◆ WRITTEN PROBLEM
Rewrite the entries below, swapping every "query" for "prompt" and leaving everything else unchanged.

** BEGIN **

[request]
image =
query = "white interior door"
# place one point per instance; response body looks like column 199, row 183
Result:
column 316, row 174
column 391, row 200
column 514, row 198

** END **

◆ SOLUTION
[request]
image =
prompt = "white interior door"
# place one point per instance; response body looks like column 199, row 183
Result:
column 316, row 174
column 391, row 200
column 514, row 198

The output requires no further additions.